### Document excerpt
◆ ◆ ◆

The latest research
Improving our understanding of dementia, and the steps we can take to reduce our risk, is an important part of what we do at Alzheimer’s Research UK. And it perfectly complements our pioneering research to understand the brain and how we can overcome dementia once and for all.
We invest around £20m in pioneering research every year – funding scientists as they start new projects and supporting ongoing initiatives.
Right now, we’re supporting over £5m worth of research into dementia risk factors and how to protect brain health. Our scientists are growing the evidence, pinpointing the factors involved, and testing new ways to help people.
By tapping into studies that track people over time, our researchers are revealing how brain health is shaped throughout life. Evidence suggests that some factors early in our life, including our education, play a role in our risk, but midlife is an important window too.
Researchers leading our Insight 46 study at University College London have been working with an important group of volunteers who were all born in March 1946. Using brain scans, they have found that faster rises in blood pressure in midlife are linked to more signs of blood vessel damage and with smaller brain size at age 70.

◆ ◆ ◆

(Items in a dataset)
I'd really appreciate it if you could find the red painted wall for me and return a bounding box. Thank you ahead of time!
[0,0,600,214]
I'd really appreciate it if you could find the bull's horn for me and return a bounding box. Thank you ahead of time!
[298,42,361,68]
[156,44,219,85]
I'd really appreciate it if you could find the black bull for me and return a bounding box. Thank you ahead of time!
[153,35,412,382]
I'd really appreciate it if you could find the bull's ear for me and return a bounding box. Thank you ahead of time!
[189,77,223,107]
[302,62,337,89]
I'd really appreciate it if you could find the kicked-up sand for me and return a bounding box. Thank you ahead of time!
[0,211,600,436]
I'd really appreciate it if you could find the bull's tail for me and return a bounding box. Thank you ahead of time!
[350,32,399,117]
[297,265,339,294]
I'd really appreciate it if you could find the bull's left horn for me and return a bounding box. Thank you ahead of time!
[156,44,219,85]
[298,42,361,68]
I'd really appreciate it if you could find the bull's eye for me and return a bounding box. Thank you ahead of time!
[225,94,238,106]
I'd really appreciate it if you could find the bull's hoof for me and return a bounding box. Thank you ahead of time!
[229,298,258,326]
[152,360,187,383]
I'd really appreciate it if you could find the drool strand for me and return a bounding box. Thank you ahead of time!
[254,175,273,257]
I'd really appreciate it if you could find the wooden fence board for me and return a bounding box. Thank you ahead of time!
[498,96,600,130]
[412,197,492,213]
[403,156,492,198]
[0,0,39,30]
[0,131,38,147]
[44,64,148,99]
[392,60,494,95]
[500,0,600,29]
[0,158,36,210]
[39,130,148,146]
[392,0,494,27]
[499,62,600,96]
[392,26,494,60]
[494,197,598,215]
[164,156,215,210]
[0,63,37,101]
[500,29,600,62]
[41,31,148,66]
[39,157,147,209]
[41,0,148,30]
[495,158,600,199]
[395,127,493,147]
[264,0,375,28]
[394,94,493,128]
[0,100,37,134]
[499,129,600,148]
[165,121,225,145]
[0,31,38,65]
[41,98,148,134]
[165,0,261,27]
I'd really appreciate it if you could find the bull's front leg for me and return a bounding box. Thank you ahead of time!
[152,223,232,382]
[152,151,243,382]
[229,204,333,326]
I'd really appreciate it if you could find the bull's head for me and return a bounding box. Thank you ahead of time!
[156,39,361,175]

◆ ◆ ◆

### What is needed
Quote the full dementia research text above word for word.

### Response
The latest research
Improving our understanding of dementia, and the steps we can take to reduce our risk, is an important part of what we do at Alzheimer’s Research UK. And it perfectly complements our pioneering research to understand the brain and how we can overcome dementia once and for all.
We invest around £20m in pioneering research every year – funding scientists as they start new projects and supporting ongoing initiatives.
Right now, we’re supporting over £5m worth of research into dementia risk factors and how to protect brain health. Our scientists are growing the evidence, pinpointing the factors involved, and testing new ways to help people.
By tapping into studies that track people over time, our researchers are revealing how brain health is shaped throughout life. Evidence suggests that some factors early in our life, including our education, play a role in our risk, but midlife is an important window too.
Researchers leading our Insight 46 study at University College London have been working with an important group of volunteers who were all born in March 1946. Using brain scans, they have found that faster rises in blood pressure in midlife are linked to more signs of blood vessel damage and with smaller brain size at age 70.